## Goal of the exercise
Would you reproduce every item below line for line, without changing a single character?

## Items from a data source
* BEGIN *

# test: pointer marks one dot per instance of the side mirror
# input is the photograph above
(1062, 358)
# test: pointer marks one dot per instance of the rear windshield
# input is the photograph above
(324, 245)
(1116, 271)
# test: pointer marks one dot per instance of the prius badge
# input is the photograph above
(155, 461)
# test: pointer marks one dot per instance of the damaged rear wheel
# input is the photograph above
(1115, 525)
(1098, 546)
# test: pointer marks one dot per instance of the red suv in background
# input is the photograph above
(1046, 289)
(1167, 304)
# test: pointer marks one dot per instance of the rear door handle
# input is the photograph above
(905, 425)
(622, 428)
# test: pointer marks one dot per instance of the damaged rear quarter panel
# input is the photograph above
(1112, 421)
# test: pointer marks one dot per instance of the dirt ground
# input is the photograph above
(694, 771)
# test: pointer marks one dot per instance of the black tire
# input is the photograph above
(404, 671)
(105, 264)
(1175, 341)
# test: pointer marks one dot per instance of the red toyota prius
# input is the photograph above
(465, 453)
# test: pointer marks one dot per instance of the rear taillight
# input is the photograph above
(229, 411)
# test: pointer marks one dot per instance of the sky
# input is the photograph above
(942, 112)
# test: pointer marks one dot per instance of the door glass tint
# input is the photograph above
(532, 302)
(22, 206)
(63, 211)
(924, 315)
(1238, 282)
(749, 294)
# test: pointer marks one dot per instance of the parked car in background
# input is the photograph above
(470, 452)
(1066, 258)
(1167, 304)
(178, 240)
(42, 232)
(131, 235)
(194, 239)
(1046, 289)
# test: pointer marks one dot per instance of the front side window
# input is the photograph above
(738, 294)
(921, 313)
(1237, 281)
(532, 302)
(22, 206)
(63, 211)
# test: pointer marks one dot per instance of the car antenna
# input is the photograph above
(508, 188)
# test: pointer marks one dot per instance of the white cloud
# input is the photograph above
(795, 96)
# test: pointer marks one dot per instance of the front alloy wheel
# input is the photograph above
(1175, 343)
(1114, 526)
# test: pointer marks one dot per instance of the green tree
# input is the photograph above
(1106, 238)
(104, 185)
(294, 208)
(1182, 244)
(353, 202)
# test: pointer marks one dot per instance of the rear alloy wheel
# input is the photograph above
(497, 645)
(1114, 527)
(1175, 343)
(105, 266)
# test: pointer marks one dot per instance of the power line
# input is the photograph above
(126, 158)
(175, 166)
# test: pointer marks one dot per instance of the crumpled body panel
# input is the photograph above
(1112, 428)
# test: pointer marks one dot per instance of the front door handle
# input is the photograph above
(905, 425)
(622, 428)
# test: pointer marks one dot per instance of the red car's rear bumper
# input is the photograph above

* END *

## Result of this task
# test: pointer marks one dot per instance of the side mirror
# input is the photograph above
(1062, 358)
# test: pointer marks one dot per instance of the rear windshield
# input is the photograph above
(324, 245)
(1116, 271)
# test: pointer marks one dot per instance of the prius badge
# input is the photograph above
(155, 461)
# test: pointer marks one dot per instance of the damaged rear wheel
# input is the photograph above
(1115, 525)
(1098, 546)
# test: pointer marks one dot per instance of the red suv in background
# input is the photograph above
(1046, 289)
(1167, 304)
# test: pointer marks one dot per instance of the rear door handle
# input is the photograph above
(905, 425)
(622, 428)
# test: pointer marks one dot per instance of the damaged rear quarter panel
# input is the photograph above
(1112, 421)
# test: pointer marks one dot per instance of the dirt ground
# input is the photograph above
(694, 771)
# test: pointer marks one dot per instance of the black tire
# input is the photograph above
(404, 671)
(105, 264)
(1175, 341)
# test: pointer marks one dot per instance of the red toyota prius
# input is the photograph above
(465, 453)
# test: pointer marks one dot per instance of the rear taillight
# input is the photograph above
(229, 411)
# test: pointer marks one dot per instance of the sky
# input is the photograph above
(942, 112)
# test: pointer marks one dot per instance of the door glass tint
# input is the photograph above
(532, 302)
(22, 206)
(63, 211)
(924, 315)
(1238, 282)
(749, 294)
# test: pointer marks one dot per instance of the parked car in background
# input is the photograph above
(470, 452)
(1066, 258)
(1167, 304)
(178, 240)
(42, 232)
(131, 235)
(194, 239)
(1046, 289)
# test: pointer marks one dot per instance of the front side window
# input is the photograph above
(738, 294)
(921, 313)
(1237, 281)
(532, 302)
(22, 206)
(63, 211)
# test: pointer marks one dot per instance of the car antenna
# input is the photograph above
(508, 188)
# test: pointer marks one dot per instance of the white cloud
# input is the photograph above
(795, 96)
# test: pointer marks one dot per instance of the front alloy wheel
# input is the photograph above
(1175, 343)
(1114, 526)
# test: pointer marks one dot per instance of the green tree
# input is the photograph above
(1106, 238)
(104, 185)
(294, 208)
(1182, 244)
(353, 202)
# test: pointer marks one dot per instance of the rear alloy wheel
# input is the photograph above
(497, 645)
(1114, 527)
(1175, 343)
(105, 266)
# test: pointer marks one dot per instance of the power line
# input is the photograph above
(126, 158)
(175, 166)
# test: pointer marks one dot per instance of the crumpled body panel
# input is the photograph above
(1112, 428)
# test: pointer marks one dot per instance of the front door handle
# input is the photograph above
(905, 425)
(622, 428)
# test: pointer marks one dot per instance of the red car's rear bumper
# input is the photograph above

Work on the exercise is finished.